Copy every entry below exactly as it appears, leaving out the images.

Referring expression pointing data:
# # # # # # #

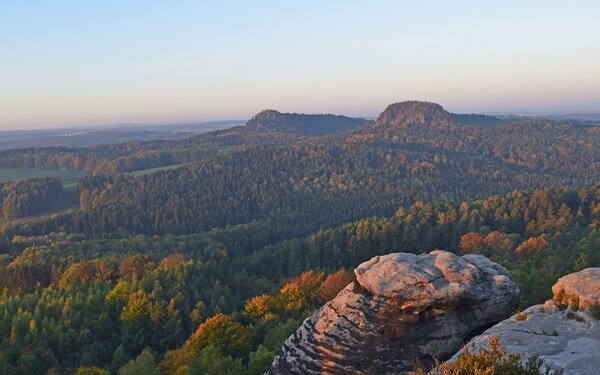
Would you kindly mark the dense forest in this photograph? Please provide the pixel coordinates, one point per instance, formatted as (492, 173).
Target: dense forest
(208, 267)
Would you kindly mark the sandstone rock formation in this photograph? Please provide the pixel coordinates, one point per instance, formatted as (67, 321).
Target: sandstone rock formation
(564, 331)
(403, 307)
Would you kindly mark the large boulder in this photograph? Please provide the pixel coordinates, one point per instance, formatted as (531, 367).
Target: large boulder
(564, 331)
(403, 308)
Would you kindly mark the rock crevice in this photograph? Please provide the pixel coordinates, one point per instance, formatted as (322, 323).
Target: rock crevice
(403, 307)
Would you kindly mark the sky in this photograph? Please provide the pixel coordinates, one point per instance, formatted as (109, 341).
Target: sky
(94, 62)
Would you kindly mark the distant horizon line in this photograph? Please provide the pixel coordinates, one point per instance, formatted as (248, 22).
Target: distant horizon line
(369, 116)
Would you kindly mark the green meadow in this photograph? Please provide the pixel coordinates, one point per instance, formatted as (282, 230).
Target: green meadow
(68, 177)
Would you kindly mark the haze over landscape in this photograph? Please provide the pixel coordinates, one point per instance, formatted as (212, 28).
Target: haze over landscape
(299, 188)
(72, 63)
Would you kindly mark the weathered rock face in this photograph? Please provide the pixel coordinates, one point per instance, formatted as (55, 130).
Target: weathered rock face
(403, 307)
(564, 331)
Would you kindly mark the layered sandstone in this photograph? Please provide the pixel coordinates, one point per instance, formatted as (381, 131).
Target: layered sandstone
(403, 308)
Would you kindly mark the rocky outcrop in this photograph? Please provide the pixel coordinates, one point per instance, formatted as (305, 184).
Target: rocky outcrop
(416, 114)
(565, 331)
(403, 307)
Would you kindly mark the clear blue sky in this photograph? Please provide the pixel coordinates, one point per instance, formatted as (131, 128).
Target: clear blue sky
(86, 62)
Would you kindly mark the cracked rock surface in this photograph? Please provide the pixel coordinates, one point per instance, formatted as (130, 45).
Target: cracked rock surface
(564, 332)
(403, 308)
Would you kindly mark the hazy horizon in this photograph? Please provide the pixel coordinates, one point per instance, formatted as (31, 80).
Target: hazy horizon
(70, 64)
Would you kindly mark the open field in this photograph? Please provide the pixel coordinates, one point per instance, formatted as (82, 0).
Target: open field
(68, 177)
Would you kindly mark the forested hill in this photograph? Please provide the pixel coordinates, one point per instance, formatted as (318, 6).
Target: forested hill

# # # # # # #

■ Response area:
Would you kindly mark the dense forest in this photograph? Please provide the pixel coordinates, one point per instance, formatted as (492, 173).
Target: dense forest
(208, 267)
Would you kindly mark the sandstone rock formation in this photograph? Please provide the pixel coordinates, one point per instance, formatted as (67, 321).
Target: sandstone rock formation
(564, 331)
(403, 307)
Would you kindly mark the large boulder in this photograph? Please provide the pixel coordinates, one point per instance, formatted as (531, 367).
Target: large boulder
(564, 331)
(403, 308)
Would you kindly mark the rock crevice in this photograph? Please provide the pixel coordinates, one point per instance, formatted as (322, 323).
Target: rock crevice
(403, 307)
Would you kindly mark the sky in this photograph? Please provide the pixel coordinates, one point per instance, formatted as (109, 341).
Target: sky
(94, 62)
Would you kindly mark the distant horizon line in this photograph? Please provide the pixel coordinates, one point per instance, formatted as (248, 22).
Target: distant horizon line
(369, 116)
Would you kindly mark the green meadow in this photograph? Please provide the pixel coordinates, one point per instance, formatted as (282, 230).
Target: green meadow
(68, 177)
Would you kindly mark the haze over landscape in this photograph? Please provide the pixel coordinates, one point per instance, formatted as (212, 28).
Target: haze over landscape
(299, 188)
(72, 63)
Would you kindly mark the weathered rock face in this photograph? Please provide the pixel coordinates, one point per instance, formatted as (55, 130).
Target: weathered rock face
(403, 307)
(564, 331)
Would you kindly mark the layered sandstone in this photograph? Please provide the pixel coordinates, one point per instance, formatted as (381, 131).
Target: layered sandstone
(403, 308)
Would you kindly mark the rocky outcrop in this photograph? Please provide the pixel coordinates, one point per instance, formatted as (305, 184).
Target: rocky outcrop
(416, 114)
(565, 331)
(403, 307)
Would you kindly mark the clear blue sky in this photograph? Please provide the pixel coordinates, one point per instance, formatted as (131, 128).
Target: clear blue sky
(86, 62)
Would you kindly mark the cracked rock surface in this photograph? Please provide the pixel coordinates, one point per instance, formatted as (130, 45).
Target: cracked rock surface
(564, 332)
(403, 308)
Would you kindly mark the hazy horizon in this photograph? Please provide the pixel coordinates, one point per instance, formatted as (31, 80).
Target: hazy horizon
(70, 64)
Would you kindly mark the open field in this photograph? Please provide the pixel coordinates, one point per instance, formatted as (82, 0).
Target: open field
(68, 177)
Would you kindly mark the forested hill in this photograph? Please provide the pixel coordinates, one point per instance, formatted as (318, 6).
Target: forested hill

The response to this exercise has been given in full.